[What needs to be done] Copy out the lines starting at the one containing "Could you provide the mask of every instance of the wooden" and ending at the one containing "100L251 101L251 103L250", switching "wooden stake" to "wooden post" and leaving everything else as it is.

[Provided records]
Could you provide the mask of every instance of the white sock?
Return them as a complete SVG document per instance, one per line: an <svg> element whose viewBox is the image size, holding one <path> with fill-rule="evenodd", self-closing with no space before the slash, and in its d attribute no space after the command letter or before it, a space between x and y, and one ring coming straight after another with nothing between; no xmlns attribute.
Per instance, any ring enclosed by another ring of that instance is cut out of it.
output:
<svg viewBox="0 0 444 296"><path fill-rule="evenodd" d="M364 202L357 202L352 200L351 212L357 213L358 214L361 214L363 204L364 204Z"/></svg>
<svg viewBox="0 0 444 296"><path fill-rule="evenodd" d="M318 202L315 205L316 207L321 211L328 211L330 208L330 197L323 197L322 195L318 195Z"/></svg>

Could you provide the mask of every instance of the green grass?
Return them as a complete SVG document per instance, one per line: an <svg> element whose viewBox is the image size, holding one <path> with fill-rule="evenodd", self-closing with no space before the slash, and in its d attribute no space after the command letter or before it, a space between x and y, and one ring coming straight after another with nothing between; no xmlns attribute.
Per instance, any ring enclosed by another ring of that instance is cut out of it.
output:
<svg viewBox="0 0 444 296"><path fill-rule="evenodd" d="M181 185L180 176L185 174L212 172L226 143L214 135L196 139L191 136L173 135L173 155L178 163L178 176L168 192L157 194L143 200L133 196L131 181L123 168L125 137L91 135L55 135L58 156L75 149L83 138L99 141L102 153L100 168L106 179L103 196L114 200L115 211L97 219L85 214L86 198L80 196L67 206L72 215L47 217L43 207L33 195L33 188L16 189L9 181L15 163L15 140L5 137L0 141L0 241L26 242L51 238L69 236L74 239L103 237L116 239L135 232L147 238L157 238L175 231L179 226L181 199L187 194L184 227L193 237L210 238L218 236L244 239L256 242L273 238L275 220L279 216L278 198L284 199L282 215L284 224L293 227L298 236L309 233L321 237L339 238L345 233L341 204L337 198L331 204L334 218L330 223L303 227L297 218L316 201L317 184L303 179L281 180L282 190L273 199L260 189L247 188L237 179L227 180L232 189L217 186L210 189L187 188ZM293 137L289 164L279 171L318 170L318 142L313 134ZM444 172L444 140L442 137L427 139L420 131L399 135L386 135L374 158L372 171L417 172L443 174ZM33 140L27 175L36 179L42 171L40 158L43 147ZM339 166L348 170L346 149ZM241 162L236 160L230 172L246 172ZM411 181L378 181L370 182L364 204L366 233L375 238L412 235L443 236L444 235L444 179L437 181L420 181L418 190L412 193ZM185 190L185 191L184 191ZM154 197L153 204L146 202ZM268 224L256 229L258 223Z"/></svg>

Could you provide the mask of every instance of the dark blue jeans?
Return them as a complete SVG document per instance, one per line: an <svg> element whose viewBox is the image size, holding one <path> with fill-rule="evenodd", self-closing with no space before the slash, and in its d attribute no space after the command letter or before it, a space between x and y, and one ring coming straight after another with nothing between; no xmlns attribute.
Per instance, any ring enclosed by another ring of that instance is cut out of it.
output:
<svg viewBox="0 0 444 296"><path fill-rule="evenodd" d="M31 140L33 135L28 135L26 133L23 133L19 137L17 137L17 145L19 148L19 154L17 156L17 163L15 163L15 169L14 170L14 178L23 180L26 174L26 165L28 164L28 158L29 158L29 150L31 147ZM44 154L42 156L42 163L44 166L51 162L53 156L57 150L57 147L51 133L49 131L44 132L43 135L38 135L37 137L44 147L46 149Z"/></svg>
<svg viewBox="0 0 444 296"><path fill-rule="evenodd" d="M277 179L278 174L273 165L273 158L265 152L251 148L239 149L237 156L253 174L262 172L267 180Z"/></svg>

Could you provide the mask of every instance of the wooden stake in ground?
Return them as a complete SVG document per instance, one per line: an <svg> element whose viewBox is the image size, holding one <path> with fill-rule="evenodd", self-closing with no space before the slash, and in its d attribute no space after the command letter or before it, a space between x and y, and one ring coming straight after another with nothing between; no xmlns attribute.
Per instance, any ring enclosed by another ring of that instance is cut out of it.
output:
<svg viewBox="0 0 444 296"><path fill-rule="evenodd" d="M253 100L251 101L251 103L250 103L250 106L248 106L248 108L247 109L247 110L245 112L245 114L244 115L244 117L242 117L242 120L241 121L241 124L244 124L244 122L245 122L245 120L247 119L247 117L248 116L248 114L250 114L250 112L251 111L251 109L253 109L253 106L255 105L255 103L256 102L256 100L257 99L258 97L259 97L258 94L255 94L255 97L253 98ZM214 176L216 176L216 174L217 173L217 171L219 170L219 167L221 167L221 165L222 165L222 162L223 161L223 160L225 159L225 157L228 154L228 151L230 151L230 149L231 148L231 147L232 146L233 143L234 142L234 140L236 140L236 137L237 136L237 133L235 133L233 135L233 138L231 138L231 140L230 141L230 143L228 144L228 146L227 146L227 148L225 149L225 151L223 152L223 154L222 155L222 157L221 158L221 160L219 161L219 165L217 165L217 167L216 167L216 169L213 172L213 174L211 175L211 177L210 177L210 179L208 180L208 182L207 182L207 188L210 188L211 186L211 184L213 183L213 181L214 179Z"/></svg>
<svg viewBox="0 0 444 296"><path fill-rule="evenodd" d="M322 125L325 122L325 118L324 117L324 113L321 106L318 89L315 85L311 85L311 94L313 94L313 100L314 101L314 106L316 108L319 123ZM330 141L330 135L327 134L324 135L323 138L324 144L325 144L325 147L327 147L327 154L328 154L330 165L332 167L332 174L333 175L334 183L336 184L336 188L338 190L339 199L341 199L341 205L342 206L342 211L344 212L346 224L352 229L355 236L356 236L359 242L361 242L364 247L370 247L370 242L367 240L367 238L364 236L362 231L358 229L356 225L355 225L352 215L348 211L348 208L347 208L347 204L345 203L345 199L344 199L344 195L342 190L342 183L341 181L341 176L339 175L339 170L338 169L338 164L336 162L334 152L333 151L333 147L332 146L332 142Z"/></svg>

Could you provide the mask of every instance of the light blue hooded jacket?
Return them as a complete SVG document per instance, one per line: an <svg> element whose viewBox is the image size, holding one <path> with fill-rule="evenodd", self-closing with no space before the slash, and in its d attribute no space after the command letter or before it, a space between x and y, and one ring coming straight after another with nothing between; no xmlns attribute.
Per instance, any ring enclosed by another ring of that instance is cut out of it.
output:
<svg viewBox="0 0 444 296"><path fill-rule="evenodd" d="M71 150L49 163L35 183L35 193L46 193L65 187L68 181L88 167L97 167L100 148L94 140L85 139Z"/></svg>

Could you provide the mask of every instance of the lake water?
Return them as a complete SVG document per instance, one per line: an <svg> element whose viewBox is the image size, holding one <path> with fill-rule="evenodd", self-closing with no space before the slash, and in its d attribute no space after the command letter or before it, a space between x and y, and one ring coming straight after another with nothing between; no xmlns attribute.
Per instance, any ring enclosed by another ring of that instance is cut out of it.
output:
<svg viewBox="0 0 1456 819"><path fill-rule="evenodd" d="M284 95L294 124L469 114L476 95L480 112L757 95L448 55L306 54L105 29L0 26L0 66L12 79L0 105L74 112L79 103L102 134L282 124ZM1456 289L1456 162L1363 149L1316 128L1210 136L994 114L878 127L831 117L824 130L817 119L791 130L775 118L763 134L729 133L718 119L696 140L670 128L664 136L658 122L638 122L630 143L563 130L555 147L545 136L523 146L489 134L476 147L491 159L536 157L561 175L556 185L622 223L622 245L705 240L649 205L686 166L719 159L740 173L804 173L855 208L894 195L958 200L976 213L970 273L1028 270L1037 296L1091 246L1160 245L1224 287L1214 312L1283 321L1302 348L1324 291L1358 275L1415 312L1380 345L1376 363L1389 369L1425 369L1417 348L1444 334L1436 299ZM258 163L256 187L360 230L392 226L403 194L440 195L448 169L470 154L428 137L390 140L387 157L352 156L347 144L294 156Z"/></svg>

[Solution to the exercise]
Could you provide the mask of every instance of the wooden post in ground?
Return them as a complete SVG document per instance, one per line: an <svg> element whose viewBox is the image size, holding one <path> with fill-rule="evenodd", self-closing with no space before the slash, and in its d attribute no space after the command letter or before it, a space between x and y, and one ring coming straight after another with nothing between; no xmlns attribute.
Per instance, any ring enclosed by another ring of that instance is cut out of it.
output:
<svg viewBox="0 0 444 296"><path fill-rule="evenodd" d="M253 100L251 101L251 103L250 103L250 106L248 106L248 108L247 109L247 110L245 112L245 114L244 115L244 117L242 117L242 120L241 121L241 124L244 124L244 122L245 122L245 120L247 119L247 117L248 116L248 114L250 114L250 112L251 111L251 109L253 109L253 106L255 105L255 103L256 102L256 100L257 99L258 97L259 97L258 94L255 94L255 97L253 98ZM214 176L216 176L216 174L217 173L217 171L219 170L219 167L221 167L221 165L222 165L222 162L223 161L223 160L225 159L225 157L228 154L228 151L230 151L230 149L231 148L231 147L232 146L233 143L234 142L234 140L236 140L236 137L237 136L237 133L235 133L233 135L233 138L231 138L231 140L230 141L230 143L228 144L228 146L227 146L227 148L225 149L225 151L223 152L223 154L222 155L222 157L221 158L221 160L219 161L219 165L217 165L217 167L216 167L216 169L213 172L213 174L211 175L211 177L210 177L210 179L208 180L208 182L207 182L207 188L210 188L211 186L211 184L213 183L213 181L214 179Z"/></svg>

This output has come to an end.